Passage shown:
·····

Step 1: Determine if You Can Create a Will
In Michigan, like many other states, the requirements for writing a will are quite simple: you are at least 18 years of age, you are of sound body and mind, and you are not under duress. If you meet these requirements then you can create a will to safeguard your estate and intentions.
Step 2: Choose the Type of Will You Want
There are many types of wills available in Michigan, but there are only two divisions that you need to concern yourself with here: the Statutory Will and all other wills. The Statutory Will is designed as a one-size-fits-all form. This will work for most people, but as a result of its generality it will not provide completely adequate coverage for those facing unusual or extraordinary circumstances. In general, you should not use the Statutory Will if you meet any of the following conditions:
• You have large amounts of property
• You have a blended family
• You do not have a spouse or children
• You have children with special needs
• You own a business
If any of these conditions apply to you, then you should consult an estate planning attorney in order to draft your will. This is because there are a number of legal requirements that alternative wills must meet, and any mistake might cause your estate to be divided in a manner that goes against your wishes.
Step 3: Compose the Will According to Legal Guidelines
Thanks to Michigan’s Statutory Will Form you can fill your will out quickly and easily. Should you require an alternative form of will, such as if you’d like to make a joint will with your spouse, then you will need to draft a unique will, ideally under the guidance of an attorney. To compose the will yourself, there are also several options for how to do this:
• Formal Will: Adheres to the requirements outlined in MCL 700.2502 and is one of the more common types of will in Michigan. It must be in writing, i.e. type
• Holographic Will: A handwritten will composed by the hand of the testator
• Statuory Will: A fill-in-the-blank will
• Writing Intended as a Will: Any form of writing made by the decedent that can be proven to constitute the decedent’s will, a partial or complete revocation of their will, an addition or alteration to their will, or a partial or complete revival of a decedent’s formerly revoked will or any part of it therein
As you fill out or compose a will just make sure that you do not let others pressure you into changing the way you want your will to function. This would be duress and might be grounds for invalidating your will in the future.

·····

Stored data:

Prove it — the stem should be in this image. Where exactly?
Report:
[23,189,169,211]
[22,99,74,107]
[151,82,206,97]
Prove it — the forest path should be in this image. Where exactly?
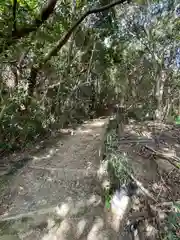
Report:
[0,118,122,240]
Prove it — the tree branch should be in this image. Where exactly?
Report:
[0,0,58,53]
[12,0,17,33]
[13,0,57,39]
[26,0,129,106]
[43,0,129,64]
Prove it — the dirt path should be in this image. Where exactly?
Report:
[0,119,122,240]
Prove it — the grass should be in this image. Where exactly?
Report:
[104,119,132,209]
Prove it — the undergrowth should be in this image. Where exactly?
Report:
[104,120,132,208]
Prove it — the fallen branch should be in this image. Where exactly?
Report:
[144,145,180,170]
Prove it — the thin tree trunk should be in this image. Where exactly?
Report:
[27,0,129,104]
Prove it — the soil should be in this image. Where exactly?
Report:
[0,118,180,240]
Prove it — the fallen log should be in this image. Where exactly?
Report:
[144,145,180,170]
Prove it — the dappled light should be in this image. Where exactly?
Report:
[0,0,180,240]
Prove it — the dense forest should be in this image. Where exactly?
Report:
[0,0,180,152]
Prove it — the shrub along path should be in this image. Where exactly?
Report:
[0,119,124,240]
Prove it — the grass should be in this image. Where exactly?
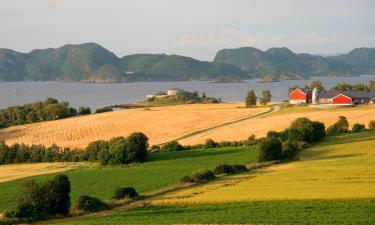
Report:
[53,199,375,225]
[0,162,87,183]
[154,132,375,204]
[181,105,375,145]
[0,147,256,212]
[0,103,268,148]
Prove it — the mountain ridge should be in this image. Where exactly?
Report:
[0,42,375,82]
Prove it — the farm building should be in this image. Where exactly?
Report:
[318,91,375,105]
[289,88,375,107]
[289,88,311,105]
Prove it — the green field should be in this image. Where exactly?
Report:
[54,200,375,225]
[53,132,375,225]
[0,147,256,212]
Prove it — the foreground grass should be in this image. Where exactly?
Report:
[154,132,375,204]
[54,199,375,225]
[0,147,256,212]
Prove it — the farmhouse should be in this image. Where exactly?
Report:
[317,91,375,105]
[289,88,311,105]
[289,88,375,107]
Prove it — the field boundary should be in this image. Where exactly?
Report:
[170,105,280,145]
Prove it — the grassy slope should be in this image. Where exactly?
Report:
[0,147,255,211]
[55,132,375,224]
[55,200,375,225]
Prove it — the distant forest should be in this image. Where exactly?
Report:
[0,43,375,82]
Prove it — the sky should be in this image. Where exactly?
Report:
[0,0,375,61]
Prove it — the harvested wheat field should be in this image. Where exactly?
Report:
[179,105,375,145]
[0,162,85,183]
[0,103,269,148]
[154,132,375,204]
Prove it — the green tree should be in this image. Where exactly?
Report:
[310,80,325,91]
[257,138,282,162]
[260,89,272,105]
[245,90,257,107]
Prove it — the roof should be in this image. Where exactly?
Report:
[319,91,375,98]
[289,88,309,95]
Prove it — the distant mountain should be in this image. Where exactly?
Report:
[214,47,375,76]
[0,43,375,82]
[0,43,249,82]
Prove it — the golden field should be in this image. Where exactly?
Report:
[0,103,269,148]
[153,132,375,204]
[0,162,85,183]
[179,105,375,145]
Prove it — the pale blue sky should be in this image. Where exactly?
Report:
[0,0,375,60]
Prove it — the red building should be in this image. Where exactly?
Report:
[289,88,311,105]
[331,94,353,105]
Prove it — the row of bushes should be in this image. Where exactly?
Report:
[4,175,138,221]
[0,98,91,128]
[0,133,148,165]
[180,164,247,183]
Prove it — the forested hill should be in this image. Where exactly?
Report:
[214,47,375,76]
[0,43,375,82]
[0,43,249,82]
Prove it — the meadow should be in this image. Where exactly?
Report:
[47,132,375,225]
[154,132,375,204]
[0,146,256,212]
[179,105,375,145]
[0,103,269,148]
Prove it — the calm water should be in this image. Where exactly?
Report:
[0,75,375,109]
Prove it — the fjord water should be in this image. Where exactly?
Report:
[0,75,375,109]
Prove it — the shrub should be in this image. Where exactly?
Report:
[76,195,110,213]
[282,140,300,159]
[126,133,148,163]
[327,116,349,135]
[352,123,366,133]
[258,138,282,162]
[13,175,70,221]
[204,138,218,148]
[191,170,216,183]
[95,106,113,113]
[246,135,257,146]
[78,107,91,115]
[161,141,184,152]
[289,118,314,142]
[112,187,138,200]
[368,120,375,130]
[180,176,193,183]
[214,164,247,174]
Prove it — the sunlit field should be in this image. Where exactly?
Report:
[180,105,375,145]
[154,132,375,204]
[0,103,269,148]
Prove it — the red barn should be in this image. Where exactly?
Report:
[289,88,311,105]
[331,94,353,105]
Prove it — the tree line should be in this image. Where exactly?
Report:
[0,133,148,165]
[0,98,91,128]
[245,89,272,107]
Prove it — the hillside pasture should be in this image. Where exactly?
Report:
[179,105,375,145]
[154,132,375,204]
[0,162,88,183]
[0,146,256,212]
[0,103,269,148]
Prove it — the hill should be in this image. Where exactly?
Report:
[214,47,375,79]
[0,43,249,82]
[0,103,268,148]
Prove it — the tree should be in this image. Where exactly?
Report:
[368,80,375,91]
[127,133,148,163]
[310,80,325,91]
[260,89,272,105]
[258,138,282,162]
[245,90,257,107]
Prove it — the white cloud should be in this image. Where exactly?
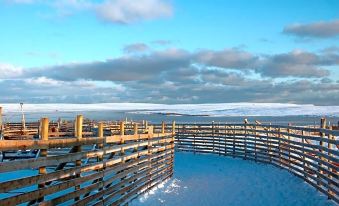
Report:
[96,0,173,24]
[0,62,23,79]
[7,0,173,24]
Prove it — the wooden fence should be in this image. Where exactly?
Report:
[0,115,175,205]
[175,120,339,203]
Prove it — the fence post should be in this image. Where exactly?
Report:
[317,118,326,186]
[244,119,248,160]
[254,122,258,162]
[212,121,214,153]
[278,127,284,166]
[231,125,235,158]
[287,123,292,170]
[74,115,83,201]
[170,121,175,177]
[0,107,2,136]
[147,126,154,188]
[97,122,106,200]
[224,124,228,156]
[301,130,307,179]
[38,118,49,202]
[327,126,334,199]
[133,122,139,152]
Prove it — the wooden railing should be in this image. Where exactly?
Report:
[175,121,339,203]
[0,115,175,205]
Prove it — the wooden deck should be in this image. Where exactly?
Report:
[0,115,174,205]
[175,120,339,204]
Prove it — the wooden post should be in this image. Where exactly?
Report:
[317,118,326,186]
[278,127,284,166]
[254,122,258,161]
[233,125,235,158]
[224,124,228,156]
[170,121,175,177]
[38,118,49,202]
[133,123,139,152]
[327,126,336,199]
[212,121,214,153]
[301,130,307,179]
[0,107,4,140]
[161,121,166,134]
[145,120,148,131]
[97,122,106,199]
[147,126,154,188]
[287,123,292,170]
[120,121,125,154]
[74,115,83,201]
[0,107,2,130]
[244,119,248,159]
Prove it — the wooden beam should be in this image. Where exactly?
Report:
[74,115,83,201]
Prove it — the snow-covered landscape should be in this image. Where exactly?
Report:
[130,152,335,206]
[1,103,339,117]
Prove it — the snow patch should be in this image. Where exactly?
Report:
[1,103,339,117]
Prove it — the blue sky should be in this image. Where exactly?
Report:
[0,0,339,104]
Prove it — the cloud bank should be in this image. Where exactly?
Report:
[283,19,339,38]
[7,0,173,24]
[0,43,339,105]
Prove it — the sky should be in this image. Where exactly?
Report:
[0,0,339,105]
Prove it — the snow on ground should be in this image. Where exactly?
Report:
[130,152,335,206]
[0,103,339,116]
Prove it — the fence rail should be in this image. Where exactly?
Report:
[175,120,339,203]
[0,115,175,205]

·····

Required work:
(1) In the Michigan will guide, why should someone who meets any of the listed conditions consult an estate planning attorney? Answer in one to three sentences.
(2) Please reproduce the part of the Michigan will guide that opens with the words containing "Step 1: Determine" and closes with "estate and intentions.".
(3) Pick up the Michigan will guide after its final sentence and carry on writing it.

Results for the exercise:
(1) Alternative wills must meet a number of legal requirements. Any mistake might cause the estate to be divided in a way that goes against the person's wishes.

(2)
Step 1: Determine if You Can Create a Will
In Michigan, like many other states, the requirements for writing a will are quite simple: you are at least 18 years of age, you are of sound body and mind, and you are not under duress. If you meet these requirements then you can create a will to safeguard your estate and intentions.

(3)
Step 4: Sign the Will
In the case of a Formal or Statutory will, the testator must sign the will or instruct someone to sign the will for them in the presence of two witnesses, each of which will then subscribe their names to the will as witnesses. In the case of a holographic will, however, the testator is the only person who needs to sign the will and the will is valid as long as it is dated and the handwriting is shown to be the testator’s own. As for writing intended as a will, it helps to sign and date this writing, but the final decision comes down to a judge or jury.
Step 5: Put the Will Somewhere Safe
Once the will is completed, signed, and witnessed, you will need to place it somewhere safe until the time you choose to revise it or you pass away. There are several options. If you wish to keep the will you should place it in a fire proof case or in a safe deposit box and inform your family or the executor of your will where it is located. You may also leave it with an estate attorney should you desire to do so, treating them as a neutral party. Finally, for a $25 fee you can file your will with the Probate Court, though it will cost $25 every time you file a new version with them.
Step 6: Revise the Will
While you do not have to revise a will, it is generally a good idea to go back on occasion and consider how your feelings or finances have changed, and whether that merits a new will. If you do want to alter or revise a will, you should not make corrections on the will itself. Rather you should complete a new will and destroy the old one entirely. Otherwise, you can add a codicil, or amendment, to the old will. Just make sure to clarify at the beginning of any new will or codicil the date and what it is intended to do, which in the case of a new will means stating that you void all versions of your will that existed prior to now.